:: Supplied text ::
Can I Give My Dog Cabbage?
Even though it does not get as much love as carrots, broccoli, or even spinach, most of us love to eat cabbage semi-regularly. We cook it into soups. We throw it raw into salads and sandwiches. Some of us diehard cabbage fans cut it into wedges, smother it in olive oil, and roast it until it’s delightfully crispy. Whether you consider yourself a cabbage devotee or a casual snacker, you probably find this vegetable in your crisper at least semi-regularly. If you have a pet, everything that winds up in your refrigerator prompts the same question: can my dog have cabbages?
So, can dogs eat cabbage? Yes, in moderation, they can. Some of our favorite healthy vegetables are poisonous for our pets, but there is no evidence that cabbage falls in this category. If you catch your Kindergartener slipping cabbage to your canine companion at the dinner table, there is no need for a late-night trip to the animal hospital.
Health Benefits of Feeding Your Dog Cabbages
If the cabbage in question isn’t smothered in oil or another fatty flavoring, your six-year-old may even be doing Fido a favor! While not as brightly colored or inspiring as many of today’s trendy superfoods, cabbage is actually a very healthy vegetable. It’s chock full of antioxidants, which act as bodyguards for your dog’s cells—they actually neutralize harmful metabolic waste products called free radicals, which can cause cell damage if left to their own devices.
Not all cell damage causes problems (after all, all body cells are programmed to die after a certain period of time). Things really go wrong when a cell’s DNA is altered in a way that does not immediately kill it. This cell may then be able to pass on its harmful mutation, which can eventually lead to chronic or life-threatening disease. Damage caused by free radicals has even been implicated in the development and spread of certain cancers. Feeding your dog cabbage certainly isn’t going to prevent or cure cancer, but it can help lower your dog’s risk of ever developing the disease.
Like most vegetables, cabbage is also loaded with dietary fiber. Fiber has been associated with many health benefits, but the most immediately noticeable benefits are digestive in nature. Dietary fiber is not actually a nutrient—it’s the indigestible parts of plant foods.
Soluble fiber, which soaks up water, can help treat both constipation and diarrhea by regulating the amount of water in the colon. It can absorb extra water sitting in the intestines, which will help alleviate loose or watery stools. It can also aid in combatting constipation by absorbing water in the stomach and then introducing it into the colon, which will make for softer, fuller bowel movements. Fiber will also add bulk to stool, which will speed its transit time through the body.
Cabbage is also an excellent weight loss food. Because it is high in indigestible fiber and low in calories, it can fill up a lot of space in your furry friend’s stomach without contributing a whole lot of energy. Fiber itself is essentially a zero calorie food—it will give your dog the pleasure of having something to crunch on, and it will give them the sensation of having a full stomach, but it will not actually provide any energy. If your veterinarian has recommended you put your dog on a calorie-restricted diet, replacing some of their usual snacks with high-fiber vegetables such as cabbage can be a great way to reduce their caloric intake without actually decreasing the amount of food they get to eat. That way your dog can get healthy without having to deal with feeling hungry or deprived!

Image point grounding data
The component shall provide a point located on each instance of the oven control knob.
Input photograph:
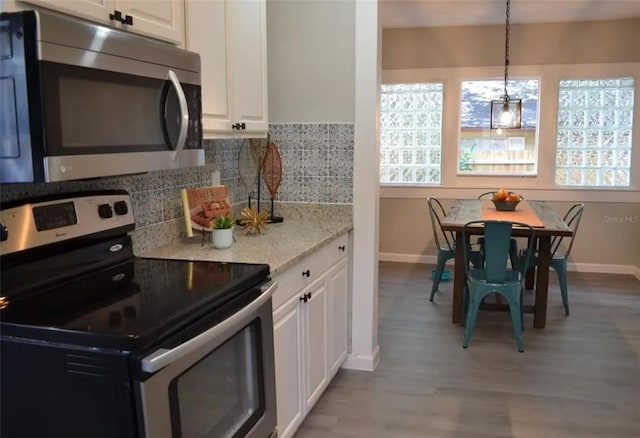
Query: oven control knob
(105, 211)
(121, 208)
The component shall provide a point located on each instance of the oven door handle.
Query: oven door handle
(184, 112)
(163, 357)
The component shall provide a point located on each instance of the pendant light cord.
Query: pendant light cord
(506, 52)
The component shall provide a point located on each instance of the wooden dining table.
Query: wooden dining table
(548, 224)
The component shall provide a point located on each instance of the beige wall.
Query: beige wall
(607, 233)
(530, 44)
(405, 228)
(311, 55)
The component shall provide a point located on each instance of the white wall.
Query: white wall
(311, 57)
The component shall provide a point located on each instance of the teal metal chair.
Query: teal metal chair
(445, 242)
(559, 254)
(513, 248)
(494, 277)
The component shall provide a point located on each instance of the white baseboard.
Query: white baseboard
(573, 267)
(363, 362)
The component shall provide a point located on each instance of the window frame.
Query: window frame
(541, 185)
(536, 145)
(416, 184)
(634, 136)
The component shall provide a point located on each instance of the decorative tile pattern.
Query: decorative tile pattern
(317, 161)
(595, 124)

:: Task goal ::
Reproduce word for word the passage of the dog cabbage article running from "Like most vegetables, cabbage" down to "through the body.".

:: Solution below ::
Like most vegetables, cabbage is also loaded with dietary fiber. Fiber has been associated with many health benefits, but the most immediately noticeable benefits are digestive in nature. Dietary fiber is not actually a nutrient—it’s the indigestible parts of plant foods.
Soluble fiber, which soaks up water, can help treat both constipation and diarrhea by regulating the amount of water in the colon. It can absorb extra water sitting in the intestines, which will help alleviate loose or watery stools. It can also aid in combatting constipation by absorbing water in the stomach and then introducing it into the colon, which will make for softer, fuller bowel movements. Fiber will also add bulk to stool, which will speed its transit time through the body.